Problem to solve:
Please convert the data below, from the line containing "Practice step: locate the foliage" through the last line, into a numbered list with blank lines left out. Include only those lines.

Excerpted records:

[Begin]

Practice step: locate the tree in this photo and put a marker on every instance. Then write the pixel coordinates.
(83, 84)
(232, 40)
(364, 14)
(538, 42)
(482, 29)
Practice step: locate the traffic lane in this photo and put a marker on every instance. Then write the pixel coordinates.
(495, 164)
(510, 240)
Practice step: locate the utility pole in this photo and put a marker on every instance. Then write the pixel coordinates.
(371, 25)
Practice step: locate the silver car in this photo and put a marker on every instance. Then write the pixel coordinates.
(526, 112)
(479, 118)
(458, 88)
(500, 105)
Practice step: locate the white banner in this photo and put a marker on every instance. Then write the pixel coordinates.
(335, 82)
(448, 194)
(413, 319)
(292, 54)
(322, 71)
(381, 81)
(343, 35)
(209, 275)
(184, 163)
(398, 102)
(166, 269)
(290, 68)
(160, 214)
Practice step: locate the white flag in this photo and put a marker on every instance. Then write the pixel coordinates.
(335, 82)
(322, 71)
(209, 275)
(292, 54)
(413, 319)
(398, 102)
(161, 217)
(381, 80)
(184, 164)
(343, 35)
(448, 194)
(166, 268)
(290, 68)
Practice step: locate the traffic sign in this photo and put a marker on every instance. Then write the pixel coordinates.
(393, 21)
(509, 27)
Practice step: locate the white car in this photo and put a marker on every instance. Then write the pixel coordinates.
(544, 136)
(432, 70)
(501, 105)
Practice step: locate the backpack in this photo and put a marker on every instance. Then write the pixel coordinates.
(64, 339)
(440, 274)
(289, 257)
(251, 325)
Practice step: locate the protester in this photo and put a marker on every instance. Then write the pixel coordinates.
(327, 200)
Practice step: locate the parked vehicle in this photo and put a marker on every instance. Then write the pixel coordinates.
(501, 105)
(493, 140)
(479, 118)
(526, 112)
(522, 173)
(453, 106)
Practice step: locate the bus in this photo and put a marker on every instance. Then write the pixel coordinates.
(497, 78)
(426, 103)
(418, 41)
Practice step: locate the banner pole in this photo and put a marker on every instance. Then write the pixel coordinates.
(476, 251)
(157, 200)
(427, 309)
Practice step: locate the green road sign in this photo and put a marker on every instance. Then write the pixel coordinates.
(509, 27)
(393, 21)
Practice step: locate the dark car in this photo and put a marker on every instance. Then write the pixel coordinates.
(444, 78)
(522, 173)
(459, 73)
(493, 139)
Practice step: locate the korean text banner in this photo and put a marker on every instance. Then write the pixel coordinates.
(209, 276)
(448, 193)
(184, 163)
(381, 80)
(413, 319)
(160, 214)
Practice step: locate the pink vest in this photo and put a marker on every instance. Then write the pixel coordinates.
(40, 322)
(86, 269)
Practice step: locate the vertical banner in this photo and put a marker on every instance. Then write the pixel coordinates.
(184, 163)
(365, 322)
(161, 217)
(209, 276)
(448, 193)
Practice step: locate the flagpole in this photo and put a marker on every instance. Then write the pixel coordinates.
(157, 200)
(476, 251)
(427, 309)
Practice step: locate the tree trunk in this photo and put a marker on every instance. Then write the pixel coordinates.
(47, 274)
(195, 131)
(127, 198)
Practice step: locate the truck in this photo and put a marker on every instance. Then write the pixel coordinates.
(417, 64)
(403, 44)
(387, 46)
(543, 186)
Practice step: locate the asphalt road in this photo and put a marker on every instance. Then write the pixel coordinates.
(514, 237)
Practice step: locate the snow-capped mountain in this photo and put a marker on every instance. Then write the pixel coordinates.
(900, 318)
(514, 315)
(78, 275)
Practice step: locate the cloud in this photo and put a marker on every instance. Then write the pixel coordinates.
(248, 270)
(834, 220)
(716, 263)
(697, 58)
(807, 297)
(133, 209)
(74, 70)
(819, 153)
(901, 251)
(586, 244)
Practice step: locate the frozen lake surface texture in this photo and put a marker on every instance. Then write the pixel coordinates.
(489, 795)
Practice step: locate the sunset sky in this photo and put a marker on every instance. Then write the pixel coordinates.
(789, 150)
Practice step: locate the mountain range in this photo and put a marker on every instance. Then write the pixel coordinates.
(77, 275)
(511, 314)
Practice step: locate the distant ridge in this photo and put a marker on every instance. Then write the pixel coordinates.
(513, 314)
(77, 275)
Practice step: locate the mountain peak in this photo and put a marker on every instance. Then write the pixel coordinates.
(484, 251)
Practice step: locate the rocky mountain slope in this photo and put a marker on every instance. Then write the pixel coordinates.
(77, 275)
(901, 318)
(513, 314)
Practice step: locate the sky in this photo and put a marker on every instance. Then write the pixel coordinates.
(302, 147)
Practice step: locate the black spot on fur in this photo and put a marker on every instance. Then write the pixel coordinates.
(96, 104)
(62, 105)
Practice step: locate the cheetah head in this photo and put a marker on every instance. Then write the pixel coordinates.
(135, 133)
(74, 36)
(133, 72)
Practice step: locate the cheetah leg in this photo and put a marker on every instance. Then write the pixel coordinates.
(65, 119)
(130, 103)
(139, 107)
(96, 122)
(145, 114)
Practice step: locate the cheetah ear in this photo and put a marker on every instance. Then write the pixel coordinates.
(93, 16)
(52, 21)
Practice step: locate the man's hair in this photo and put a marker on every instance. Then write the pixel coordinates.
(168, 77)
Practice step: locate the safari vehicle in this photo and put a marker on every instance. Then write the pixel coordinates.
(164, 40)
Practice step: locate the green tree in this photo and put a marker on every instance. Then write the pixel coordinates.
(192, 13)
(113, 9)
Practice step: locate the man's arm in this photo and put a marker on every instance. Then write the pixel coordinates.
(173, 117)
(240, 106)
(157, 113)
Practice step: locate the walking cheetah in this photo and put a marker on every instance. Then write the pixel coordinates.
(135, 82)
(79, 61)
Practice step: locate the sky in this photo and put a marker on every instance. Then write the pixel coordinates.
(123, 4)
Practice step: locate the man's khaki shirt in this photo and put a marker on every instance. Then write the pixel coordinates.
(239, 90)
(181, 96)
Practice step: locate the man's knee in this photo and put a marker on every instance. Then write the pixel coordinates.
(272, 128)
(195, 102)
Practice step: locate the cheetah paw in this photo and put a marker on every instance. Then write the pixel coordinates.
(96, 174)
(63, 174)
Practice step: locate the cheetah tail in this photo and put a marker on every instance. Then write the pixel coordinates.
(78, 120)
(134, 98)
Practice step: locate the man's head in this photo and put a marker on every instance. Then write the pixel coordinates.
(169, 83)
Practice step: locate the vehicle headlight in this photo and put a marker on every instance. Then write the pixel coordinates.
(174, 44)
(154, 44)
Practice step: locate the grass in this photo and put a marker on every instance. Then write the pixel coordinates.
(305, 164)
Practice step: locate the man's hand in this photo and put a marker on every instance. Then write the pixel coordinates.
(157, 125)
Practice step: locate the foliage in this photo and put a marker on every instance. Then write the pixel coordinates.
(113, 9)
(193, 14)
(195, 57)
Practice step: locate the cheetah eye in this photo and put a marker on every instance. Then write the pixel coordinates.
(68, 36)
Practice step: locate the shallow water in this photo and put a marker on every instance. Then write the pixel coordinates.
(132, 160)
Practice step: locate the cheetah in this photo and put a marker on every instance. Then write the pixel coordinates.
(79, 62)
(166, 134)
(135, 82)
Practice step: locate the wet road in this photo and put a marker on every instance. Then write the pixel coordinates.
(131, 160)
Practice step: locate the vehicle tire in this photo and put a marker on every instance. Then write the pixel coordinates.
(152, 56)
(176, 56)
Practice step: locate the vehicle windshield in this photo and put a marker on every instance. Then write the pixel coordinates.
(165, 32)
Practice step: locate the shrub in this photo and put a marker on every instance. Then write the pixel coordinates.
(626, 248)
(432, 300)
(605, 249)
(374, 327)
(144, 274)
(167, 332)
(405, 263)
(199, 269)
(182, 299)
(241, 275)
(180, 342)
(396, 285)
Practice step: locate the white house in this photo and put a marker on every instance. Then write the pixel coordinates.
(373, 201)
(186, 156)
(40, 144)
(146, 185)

[End]

Response:
1. Practice step: locate the foliage in this photo and put a marker on every instance. Then write the pixel coordinates.
2. (113, 9)
3. (193, 14)
4. (195, 57)
5. Practice step: locate the cheetah eye in this photo and put a marker on every instance. Then write the pixel coordinates.
6. (68, 36)
7. Practice step: locate the shallow water in this photo and put a marker on every instance. Then write the pixel coordinates.
8. (132, 160)
9. Practice step: locate the cheetah in this photo and put a marker on every instance. Then write the pixel coordinates.
10. (79, 62)
11. (166, 134)
12. (135, 82)
13. Practice step: locate the wet road in this photo and put a marker on every instance. Then write the pixel coordinates.
14. (131, 160)
15. Practice step: locate the vehicle tire in this photo and put a marker on every instance. Then write the pixel coordinates.
16. (152, 56)
17. (176, 56)
18. Practice step: locate the vehicle windshield in this photo and put a marker on every instance. Then write the pixel coordinates.
19. (165, 32)
20. Practice step: locate the shrub in this photo and put a marker on every instance. Then write the pixel coordinates.
21. (626, 248)
22. (432, 300)
23. (605, 249)
24. (374, 327)
25. (144, 274)
26. (167, 332)
27. (405, 263)
28. (199, 269)
29. (182, 299)
30. (241, 275)
31. (180, 342)
32. (396, 285)
33. Practice step: locate the white house in this photo and put a marker on every instance. Then write the pixel coordinates.
34. (373, 201)
35. (186, 156)
36. (40, 144)
37. (146, 185)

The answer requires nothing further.